▶ _INSTRUCTIONS TO FOLLOW_:
All records must be quoted exactly. Omit the pictures.

━━━━━ SUPPLIED DATA

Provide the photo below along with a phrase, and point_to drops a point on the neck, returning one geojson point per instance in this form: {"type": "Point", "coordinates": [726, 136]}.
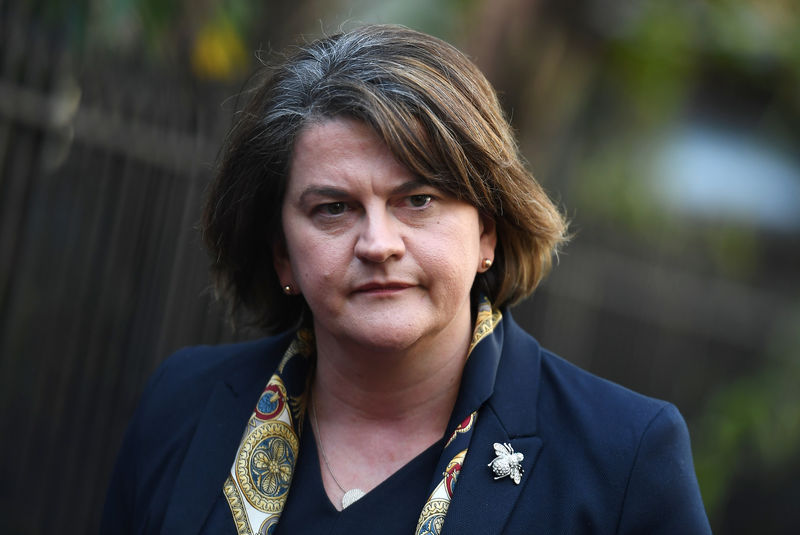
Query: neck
{"type": "Point", "coordinates": [362, 384]}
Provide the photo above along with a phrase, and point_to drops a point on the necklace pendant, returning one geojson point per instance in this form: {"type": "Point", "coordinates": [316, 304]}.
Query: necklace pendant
{"type": "Point", "coordinates": [351, 496]}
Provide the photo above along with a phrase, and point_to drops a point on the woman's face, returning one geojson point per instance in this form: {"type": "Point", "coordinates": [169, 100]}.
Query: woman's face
{"type": "Point", "coordinates": [382, 259]}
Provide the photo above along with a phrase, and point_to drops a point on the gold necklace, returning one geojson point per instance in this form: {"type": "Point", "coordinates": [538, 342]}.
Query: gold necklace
{"type": "Point", "coordinates": [350, 496]}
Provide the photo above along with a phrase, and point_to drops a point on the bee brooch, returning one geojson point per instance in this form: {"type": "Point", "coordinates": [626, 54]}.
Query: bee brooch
{"type": "Point", "coordinates": [507, 462]}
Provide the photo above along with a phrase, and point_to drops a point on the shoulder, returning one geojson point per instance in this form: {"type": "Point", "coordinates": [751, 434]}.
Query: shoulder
{"type": "Point", "coordinates": [623, 458]}
{"type": "Point", "coordinates": [198, 368]}
{"type": "Point", "coordinates": [568, 398]}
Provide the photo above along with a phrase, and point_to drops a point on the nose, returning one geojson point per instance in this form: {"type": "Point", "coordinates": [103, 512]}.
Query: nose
{"type": "Point", "coordinates": [379, 238]}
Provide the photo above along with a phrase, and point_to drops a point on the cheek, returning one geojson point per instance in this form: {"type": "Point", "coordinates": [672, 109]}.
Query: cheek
{"type": "Point", "coordinates": [317, 260]}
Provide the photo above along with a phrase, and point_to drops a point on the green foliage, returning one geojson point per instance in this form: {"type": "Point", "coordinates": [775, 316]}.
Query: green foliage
{"type": "Point", "coordinates": [752, 424]}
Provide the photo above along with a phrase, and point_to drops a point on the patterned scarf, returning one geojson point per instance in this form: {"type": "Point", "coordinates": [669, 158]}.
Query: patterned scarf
{"type": "Point", "coordinates": [259, 480]}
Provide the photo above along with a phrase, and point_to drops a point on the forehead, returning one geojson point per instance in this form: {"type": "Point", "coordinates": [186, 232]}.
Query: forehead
{"type": "Point", "coordinates": [341, 151]}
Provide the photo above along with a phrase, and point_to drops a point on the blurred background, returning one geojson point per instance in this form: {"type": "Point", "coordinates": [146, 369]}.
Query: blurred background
{"type": "Point", "coordinates": [668, 130]}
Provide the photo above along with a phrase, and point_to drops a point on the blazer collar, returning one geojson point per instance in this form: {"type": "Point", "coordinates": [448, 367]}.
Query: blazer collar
{"type": "Point", "coordinates": [220, 426]}
{"type": "Point", "coordinates": [509, 416]}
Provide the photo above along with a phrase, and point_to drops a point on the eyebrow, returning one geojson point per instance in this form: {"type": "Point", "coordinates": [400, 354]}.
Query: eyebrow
{"type": "Point", "coordinates": [333, 192]}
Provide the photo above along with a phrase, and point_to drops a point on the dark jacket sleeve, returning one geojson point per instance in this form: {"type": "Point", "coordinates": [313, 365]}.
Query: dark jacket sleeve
{"type": "Point", "coordinates": [662, 495]}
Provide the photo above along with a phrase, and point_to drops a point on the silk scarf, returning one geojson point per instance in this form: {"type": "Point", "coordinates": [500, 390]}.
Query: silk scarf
{"type": "Point", "coordinates": [258, 483]}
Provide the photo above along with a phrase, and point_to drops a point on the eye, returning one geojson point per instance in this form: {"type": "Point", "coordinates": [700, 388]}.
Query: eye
{"type": "Point", "coordinates": [332, 208]}
{"type": "Point", "coordinates": [420, 200]}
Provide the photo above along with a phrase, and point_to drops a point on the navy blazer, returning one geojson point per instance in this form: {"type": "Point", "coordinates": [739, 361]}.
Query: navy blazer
{"type": "Point", "coordinates": [599, 458]}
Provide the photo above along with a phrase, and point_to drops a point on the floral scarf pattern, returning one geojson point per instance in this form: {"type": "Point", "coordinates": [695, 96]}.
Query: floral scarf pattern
{"type": "Point", "coordinates": [260, 477]}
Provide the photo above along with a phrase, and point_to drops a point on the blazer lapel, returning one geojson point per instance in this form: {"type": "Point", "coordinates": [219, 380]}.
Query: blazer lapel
{"type": "Point", "coordinates": [479, 499]}
{"type": "Point", "coordinates": [213, 447]}
{"type": "Point", "coordinates": [481, 502]}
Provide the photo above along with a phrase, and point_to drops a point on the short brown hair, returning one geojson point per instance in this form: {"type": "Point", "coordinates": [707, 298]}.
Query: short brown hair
{"type": "Point", "coordinates": [438, 115]}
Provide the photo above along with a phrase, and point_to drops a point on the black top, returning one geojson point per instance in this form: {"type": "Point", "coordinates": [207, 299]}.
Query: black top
{"type": "Point", "coordinates": [394, 505]}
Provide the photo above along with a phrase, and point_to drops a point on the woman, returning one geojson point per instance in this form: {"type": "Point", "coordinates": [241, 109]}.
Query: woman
{"type": "Point", "coordinates": [371, 205]}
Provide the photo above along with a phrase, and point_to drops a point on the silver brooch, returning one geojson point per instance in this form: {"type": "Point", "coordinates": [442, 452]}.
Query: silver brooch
{"type": "Point", "coordinates": [507, 462]}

━━━━━━━━━━

▶ _PROBLEM SOLUTION_:
Provide the photo below along with a phrase, and point_to drops a point on the neck, returning one geojson point per instance in this form: {"type": "Point", "coordinates": [726, 136]}.
Query: neck
{"type": "Point", "coordinates": [362, 384]}
Provide the photo above along with a phrase, and point_to drops a point on the necklace pendant, returning one geojson point per instance in this form: {"type": "Point", "coordinates": [316, 304]}.
Query: necklace pendant
{"type": "Point", "coordinates": [351, 496]}
Provide the photo above along with a phrase, and point_to drops a point on the woman's face, returning one geojson point per instance in this form: {"type": "Point", "coordinates": [169, 100]}.
Query: woman's face
{"type": "Point", "coordinates": [382, 259]}
Provide the photo above along with a phrase, and point_to drops a point on the gold necklace, returning one geojson point per instance in this form: {"type": "Point", "coordinates": [538, 342]}.
Query: gold necklace
{"type": "Point", "coordinates": [350, 496]}
Provide the photo above along with a phrase, and point_to drops a point on the bee brooch, returning one geojson point per instance in this form: {"type": "Point", "coordinates": [626, 54]}.
Query: bee brooch
{"type": "Point", "coordinates": [507, 462]}
Provide the photo above along with a phrase, and point_to drops a point on the shoulder, returning one geojson point per instance in this form: {"type": "Point", "coordinates": [751, 434]}.
Query: shoulder
{"type": "Point", "coordinates": [623, 458]}
{"type": "Point", "coordinates": [198, 368]}
{"type": "Point", "coordinates": [568, 398]}
Provide the photo above along with a phrase, and point_to drops a point on the nose, returning one geojson point per instance in this form: {"type": "Point", "coordinates": [103, 512]}.
Query: nose
{"type": "Point", "coordinates": [379, 238]}
Provide the photo above along with a phrase, and point_to drops a point on the cheek, returning one geojson point per instance in this form: {"type": "Point", "coordinates": [672, 109]}.
Query: cheek
{"type": "Point", "coordinates": [317, 260]}
Provide the photo above along with a phrase, and point_to drops a point on the green foliage, returning one geojson point per instance in this form: {"type": "Point", "coordinates": [775, 316]}.
Query: green foliage
{"type": "Point", "coordinates": [752, 424]}
Provide the photo above along with a phrase, and point_to drops a point on the patterned scarf, returning one geojson point per instance in this form: {"type": "Point", "coordinates": [669, 158]}.
Query: patterned scarf
{"type": "Point", "coordinates": [259, 480]}
Provide the photo above along with a phrase, and point_to drops a point on the forehead, returning one geojson point per instance in this form: {"type": "Point", "coordinates": [186, 232]}.
Query: forehead
{"type": "Point", "coordinates": [341, 151]}
Provide the photo above along with a phrase, and point_to drops a point on the blurred background, returning one geojson point per instance in this form: {"type": "Point", "coordinates": [146, 369]}.
Query: blurred background
{"type": "Point", "coordinates": [668, 130]}
Provide the photo above along with a phrase, and point_to drops a point on the blazer collar, returning one geojson point per instance in this form: {"type": "Point", "coordinates": [448, 367]}.
Query: blazer collar
{"type": "Point", "coordinates": [220, 426]}
{"type": "Point", "coordinates": [509, 416]}
Provide the photo above along with a phrase, and point_to drops a point on the eyebrow, returning one geojson point per instance in this form: {"type": "Point", "coordinates": [400, 354]}.
Query: eyebrow
{"type": "Point", "coordinates": [333, 192]}
Provide the photo above along with a phrase, and point_to drops a point on the dark jacket sleeve, returning one geojson point per instance in this form: {"type": "Point", "coordinates": [313, 365]}.
Query: dark jacket sleeve
{"type": "Point", "coordinates": [662, 495]}
Provide the photo above along with a phrase, and point_to drops a point on the silk scarf, returning one geojson point per instance in this form: {"type": "Point", "coordinates": [500, 390]}.
Query: silk scarf
{"type": "Point", "coordinates": [258, 483]}
Provide the photo above along with a phrase, and point_to drops a point on the eye, returning one geojson point per instance in this form: {"type": "Point", "coordinates": [700, 388]}.
Query: eye
{"type": "Point", "coordinates": [332, 208]}
{"type": "Point", "coordinates": [420, 200]}
Provide the photo above along with a phrase, and point_to drops a point on the navy blazer, returning one geojson point per instance in this form: {"type": "Point", "coordinates": [739, 361]}.
Query: navy blazer
{"type": "Point", "coordinates": [599, 458]}
Provide the photo above along with a phrase, and point_to drops a point on the floral scarf pattern, returning one geojson point per instance in this form: {"type": "Point", "coordinates": [695, 96]}.
Query: floral scarf pattern
{"type": "Point", "coordinates": [260, 477]}
Provide the photo above along with a phrase, and point_to drops a point on the blazer lapel, returning one geojson point per instance in this form: {"type": "Point", "coordinates": [219, 380]}.
Query: blazer lapel
{"type": "Point", "coordinates": [479, 499]}
{"type": "Point", "coordinates": [213, 447]}
{"type": "Point", "coordinates": [481, 502]}
Provide the photo above along with a phrase, and point_to drops a point on the short brown hair, returning one geojson point per instance in this form: {"type": "Point", "coordinates": [707, 298]}.
Query: short brown hair
{"type": "Point", "coordinates": [438, 115]}
Provide the photo above along with a phrase, and point_to drops a point on the black top, returning one geojson point per instance in this form: {"type": "Point", "coordinates": [207, 299]}.
Query: black top
{"type": "Point", "coordinates": [394, 505]}
Provide the photo above along with a phrase, and point_to drops a point on the woman, returning one geojson point per instance in this form: {"type": "Point", "coordinates": [241, 109]}.
Query: woman
{"type": "Point", "coordinates": [371, 205]}
Provide the photo above along with a phrase, and point_to drops a point on the silver brooch, returning one geojson point per instance in this form: {"type": "Point", "coordinates": [442, 452]}.
Query: silver brooch
{"type": "Point", "coordinates": [507, 462]}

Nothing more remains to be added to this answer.